§ Passage shown:
################

# Discountmugs



## diomedes770 (Sep 2, 2008)

I was just wondering if anyone had used discountmugs.com before? Even though they are a retail store they are cheaper than distributorcentral on most of the products I looked at. So if you have used them please let me know, either with promotional items or apparel. 
Thanks
Paul


----------



## BML Builder (Jul 8, 2008)

I bought a couple of different kinds of water bottles from them. They were good bottles and they were a lot cheaper price than I could find elsewhere. I got them really quick too. They seem to be a good company!!


----------



## kaboom713 (Sep 21, 2011)

Getting the blanks from them is a good plan, having them print anything is a terrible plan. I had them print 200 can coolers and they look terrible. Crooked printed, the design was changed. Just plain bad. They replaced the bad ones with another 200 poorly printed can coolers. Not happy with their quality.


----------



## FredericDesign (Apr 28, 2008)

################

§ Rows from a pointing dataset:
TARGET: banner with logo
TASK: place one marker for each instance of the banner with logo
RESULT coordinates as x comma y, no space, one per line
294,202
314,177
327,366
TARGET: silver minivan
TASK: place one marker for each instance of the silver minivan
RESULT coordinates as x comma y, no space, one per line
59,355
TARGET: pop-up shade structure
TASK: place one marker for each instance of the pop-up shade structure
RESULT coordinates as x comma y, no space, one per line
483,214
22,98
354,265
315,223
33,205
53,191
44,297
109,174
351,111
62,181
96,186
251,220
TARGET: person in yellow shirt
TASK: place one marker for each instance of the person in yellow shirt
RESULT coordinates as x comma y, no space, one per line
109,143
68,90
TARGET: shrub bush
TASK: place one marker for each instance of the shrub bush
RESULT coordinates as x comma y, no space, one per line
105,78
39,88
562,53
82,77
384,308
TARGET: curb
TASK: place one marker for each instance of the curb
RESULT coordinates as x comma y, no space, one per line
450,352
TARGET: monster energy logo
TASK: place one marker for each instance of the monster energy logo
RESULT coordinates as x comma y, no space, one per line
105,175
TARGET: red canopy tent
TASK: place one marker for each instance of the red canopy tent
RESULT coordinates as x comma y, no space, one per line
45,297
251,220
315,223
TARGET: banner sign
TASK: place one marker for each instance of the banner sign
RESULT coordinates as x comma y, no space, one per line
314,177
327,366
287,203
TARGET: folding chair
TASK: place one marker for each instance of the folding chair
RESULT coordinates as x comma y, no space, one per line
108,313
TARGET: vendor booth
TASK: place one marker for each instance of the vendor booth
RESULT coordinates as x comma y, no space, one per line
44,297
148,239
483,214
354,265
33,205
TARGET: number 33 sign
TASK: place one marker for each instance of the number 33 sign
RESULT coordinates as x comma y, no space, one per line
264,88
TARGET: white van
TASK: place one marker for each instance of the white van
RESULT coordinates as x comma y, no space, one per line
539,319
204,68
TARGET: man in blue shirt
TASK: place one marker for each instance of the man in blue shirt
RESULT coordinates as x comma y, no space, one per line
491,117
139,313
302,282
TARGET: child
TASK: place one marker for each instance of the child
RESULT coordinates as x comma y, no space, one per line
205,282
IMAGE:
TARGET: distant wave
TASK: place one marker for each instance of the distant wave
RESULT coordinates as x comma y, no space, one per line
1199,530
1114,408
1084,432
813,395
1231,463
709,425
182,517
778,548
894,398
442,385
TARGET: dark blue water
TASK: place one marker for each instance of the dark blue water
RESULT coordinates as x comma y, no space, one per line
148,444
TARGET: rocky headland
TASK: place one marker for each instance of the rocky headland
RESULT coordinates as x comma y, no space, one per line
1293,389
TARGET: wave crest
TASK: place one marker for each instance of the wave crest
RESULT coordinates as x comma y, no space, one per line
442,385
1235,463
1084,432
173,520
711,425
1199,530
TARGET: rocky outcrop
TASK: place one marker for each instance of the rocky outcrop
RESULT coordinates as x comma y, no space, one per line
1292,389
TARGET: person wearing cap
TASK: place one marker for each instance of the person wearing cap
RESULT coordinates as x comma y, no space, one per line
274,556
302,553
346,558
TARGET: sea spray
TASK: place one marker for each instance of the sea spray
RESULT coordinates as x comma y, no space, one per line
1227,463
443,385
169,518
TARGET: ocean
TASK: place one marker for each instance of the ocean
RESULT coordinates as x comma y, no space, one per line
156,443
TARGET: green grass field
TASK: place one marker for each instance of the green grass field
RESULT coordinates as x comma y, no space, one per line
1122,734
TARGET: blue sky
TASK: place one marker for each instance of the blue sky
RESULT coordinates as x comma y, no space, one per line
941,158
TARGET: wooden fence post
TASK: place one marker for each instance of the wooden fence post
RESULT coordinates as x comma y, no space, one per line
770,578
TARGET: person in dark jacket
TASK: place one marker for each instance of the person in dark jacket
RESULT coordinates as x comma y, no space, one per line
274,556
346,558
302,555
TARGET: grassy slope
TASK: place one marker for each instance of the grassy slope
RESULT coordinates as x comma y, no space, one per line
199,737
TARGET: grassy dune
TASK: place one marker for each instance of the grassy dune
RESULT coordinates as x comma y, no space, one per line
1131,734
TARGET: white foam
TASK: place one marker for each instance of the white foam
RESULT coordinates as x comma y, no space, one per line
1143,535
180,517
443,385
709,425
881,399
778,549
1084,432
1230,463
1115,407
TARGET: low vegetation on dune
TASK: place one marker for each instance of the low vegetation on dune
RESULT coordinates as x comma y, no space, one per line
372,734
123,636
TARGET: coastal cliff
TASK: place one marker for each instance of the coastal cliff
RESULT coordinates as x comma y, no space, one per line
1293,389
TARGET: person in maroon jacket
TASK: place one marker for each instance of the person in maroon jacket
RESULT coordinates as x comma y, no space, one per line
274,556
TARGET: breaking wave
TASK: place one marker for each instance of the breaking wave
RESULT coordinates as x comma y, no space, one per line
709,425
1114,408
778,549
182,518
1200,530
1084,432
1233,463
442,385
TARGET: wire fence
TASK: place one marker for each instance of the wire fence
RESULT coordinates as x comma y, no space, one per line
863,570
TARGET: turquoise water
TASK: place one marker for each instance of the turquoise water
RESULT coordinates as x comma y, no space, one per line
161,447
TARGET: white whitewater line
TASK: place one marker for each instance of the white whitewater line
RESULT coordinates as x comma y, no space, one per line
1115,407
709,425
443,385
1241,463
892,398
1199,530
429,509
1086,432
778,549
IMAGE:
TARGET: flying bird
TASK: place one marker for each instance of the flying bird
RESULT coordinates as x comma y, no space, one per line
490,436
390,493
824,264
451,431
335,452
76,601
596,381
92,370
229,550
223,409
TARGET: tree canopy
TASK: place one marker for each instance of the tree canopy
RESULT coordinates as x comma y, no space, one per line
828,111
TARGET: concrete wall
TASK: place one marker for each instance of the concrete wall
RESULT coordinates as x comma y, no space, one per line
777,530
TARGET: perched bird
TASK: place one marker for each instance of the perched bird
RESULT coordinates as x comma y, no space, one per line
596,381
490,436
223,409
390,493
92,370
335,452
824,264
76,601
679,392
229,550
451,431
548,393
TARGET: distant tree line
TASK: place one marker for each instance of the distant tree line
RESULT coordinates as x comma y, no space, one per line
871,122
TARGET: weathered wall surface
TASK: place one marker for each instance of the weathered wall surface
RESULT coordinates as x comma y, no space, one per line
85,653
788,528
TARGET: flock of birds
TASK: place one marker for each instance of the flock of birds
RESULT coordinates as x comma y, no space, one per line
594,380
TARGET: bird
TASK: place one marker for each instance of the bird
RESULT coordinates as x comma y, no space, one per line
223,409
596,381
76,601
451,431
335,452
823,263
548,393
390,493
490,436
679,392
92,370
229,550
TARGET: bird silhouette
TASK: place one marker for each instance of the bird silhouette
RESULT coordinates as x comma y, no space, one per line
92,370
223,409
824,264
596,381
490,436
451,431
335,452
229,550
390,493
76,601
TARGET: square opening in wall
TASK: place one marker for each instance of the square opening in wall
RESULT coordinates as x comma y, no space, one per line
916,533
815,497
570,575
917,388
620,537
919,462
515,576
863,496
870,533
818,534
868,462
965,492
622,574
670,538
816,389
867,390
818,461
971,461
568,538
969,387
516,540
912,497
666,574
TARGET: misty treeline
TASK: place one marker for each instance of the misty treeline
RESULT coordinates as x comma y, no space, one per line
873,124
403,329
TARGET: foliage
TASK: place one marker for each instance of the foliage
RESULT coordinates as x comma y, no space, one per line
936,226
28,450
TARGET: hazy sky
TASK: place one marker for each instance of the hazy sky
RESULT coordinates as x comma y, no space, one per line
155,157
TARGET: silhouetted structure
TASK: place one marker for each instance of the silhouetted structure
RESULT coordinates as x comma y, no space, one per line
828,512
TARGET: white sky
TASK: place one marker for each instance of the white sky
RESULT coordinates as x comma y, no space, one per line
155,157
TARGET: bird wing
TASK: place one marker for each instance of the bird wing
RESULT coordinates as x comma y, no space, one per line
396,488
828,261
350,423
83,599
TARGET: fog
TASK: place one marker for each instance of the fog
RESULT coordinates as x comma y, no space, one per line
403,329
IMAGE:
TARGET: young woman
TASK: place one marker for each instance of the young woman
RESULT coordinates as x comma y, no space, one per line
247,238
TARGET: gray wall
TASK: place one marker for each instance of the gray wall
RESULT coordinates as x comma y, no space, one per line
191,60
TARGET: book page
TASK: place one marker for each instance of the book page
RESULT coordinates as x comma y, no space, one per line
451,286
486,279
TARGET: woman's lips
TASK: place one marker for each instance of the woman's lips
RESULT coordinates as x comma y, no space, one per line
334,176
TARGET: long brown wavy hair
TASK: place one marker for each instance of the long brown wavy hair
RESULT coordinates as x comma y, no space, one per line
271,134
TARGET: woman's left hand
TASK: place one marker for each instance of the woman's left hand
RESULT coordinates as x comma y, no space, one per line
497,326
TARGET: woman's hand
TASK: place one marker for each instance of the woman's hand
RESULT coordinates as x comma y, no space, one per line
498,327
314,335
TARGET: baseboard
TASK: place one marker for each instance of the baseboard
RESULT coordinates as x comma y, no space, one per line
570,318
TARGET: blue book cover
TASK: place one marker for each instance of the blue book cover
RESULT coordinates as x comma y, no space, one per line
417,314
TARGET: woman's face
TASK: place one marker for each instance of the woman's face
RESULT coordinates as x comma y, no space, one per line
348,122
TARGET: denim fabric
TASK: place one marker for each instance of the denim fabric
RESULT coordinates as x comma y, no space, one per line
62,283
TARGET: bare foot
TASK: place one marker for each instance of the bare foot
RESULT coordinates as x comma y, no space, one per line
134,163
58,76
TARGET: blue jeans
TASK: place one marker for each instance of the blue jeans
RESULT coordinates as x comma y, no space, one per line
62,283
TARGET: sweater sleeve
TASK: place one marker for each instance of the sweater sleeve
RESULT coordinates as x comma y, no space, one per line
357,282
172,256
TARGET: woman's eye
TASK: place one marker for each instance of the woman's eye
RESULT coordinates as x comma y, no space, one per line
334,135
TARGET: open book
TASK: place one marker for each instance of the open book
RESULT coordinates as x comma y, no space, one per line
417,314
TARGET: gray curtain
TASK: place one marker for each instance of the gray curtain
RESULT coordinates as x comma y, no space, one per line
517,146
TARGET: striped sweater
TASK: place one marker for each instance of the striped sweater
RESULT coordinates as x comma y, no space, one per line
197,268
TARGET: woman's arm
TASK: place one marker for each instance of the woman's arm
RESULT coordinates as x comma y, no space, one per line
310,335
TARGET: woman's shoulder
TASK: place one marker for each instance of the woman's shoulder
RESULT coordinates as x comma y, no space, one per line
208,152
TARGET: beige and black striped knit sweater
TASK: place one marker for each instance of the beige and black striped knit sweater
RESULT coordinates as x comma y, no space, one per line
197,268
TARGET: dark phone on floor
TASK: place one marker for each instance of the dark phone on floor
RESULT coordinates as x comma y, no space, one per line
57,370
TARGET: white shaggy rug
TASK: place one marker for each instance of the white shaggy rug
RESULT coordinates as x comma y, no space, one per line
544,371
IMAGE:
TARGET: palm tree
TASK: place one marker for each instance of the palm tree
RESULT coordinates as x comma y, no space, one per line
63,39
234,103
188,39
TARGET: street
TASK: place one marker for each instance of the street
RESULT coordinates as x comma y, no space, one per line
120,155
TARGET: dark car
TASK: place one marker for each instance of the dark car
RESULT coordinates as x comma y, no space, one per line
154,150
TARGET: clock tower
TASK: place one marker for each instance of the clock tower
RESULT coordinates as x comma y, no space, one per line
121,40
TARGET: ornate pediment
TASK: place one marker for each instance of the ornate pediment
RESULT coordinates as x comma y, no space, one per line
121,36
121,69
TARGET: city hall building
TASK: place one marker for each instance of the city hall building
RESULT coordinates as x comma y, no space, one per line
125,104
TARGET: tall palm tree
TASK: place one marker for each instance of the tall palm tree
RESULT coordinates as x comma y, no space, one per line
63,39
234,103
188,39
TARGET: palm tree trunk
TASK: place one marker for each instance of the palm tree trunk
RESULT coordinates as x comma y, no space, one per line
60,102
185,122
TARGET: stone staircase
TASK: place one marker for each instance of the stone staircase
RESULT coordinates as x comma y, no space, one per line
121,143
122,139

################

§ The tasks:
A - Find every line of the records that contains the string "crest", and copy each of those lines.
B - Continue the forum thread about discountmugs.com from the point where it stops.

§ Responses by task:
A -
TARGET: wave crest
TASK: place one marker for each instance of the wave crest

B -
I've purchased from them a couple times with good results. I have an order of glasses coming from them that should be here in about a week. I'll try to remember to let you know how they come out. Their prices seem to be good compared to Distributor Central for some items.


----------



## Mtnview (Nov 5, 2009)

Seems I remember seeing a Facebook ad campaign recently from them featuring low priced t-shirts.


----------



## proworlded (Oct 3, 2006)

A good price, by the case, for Grade A mugs is about $1.25.


----------



## Imagine It Vinyl (Aug 28, 2013)

I order about 300 drinkware items a month from them. The quality onm some items can be a little off but for the most part they seem to be a great company. I always order a smaller qty of a new item at first to check for quality. The only place I have found blanks that are as cheaply priced, for the same quality, is direct from china.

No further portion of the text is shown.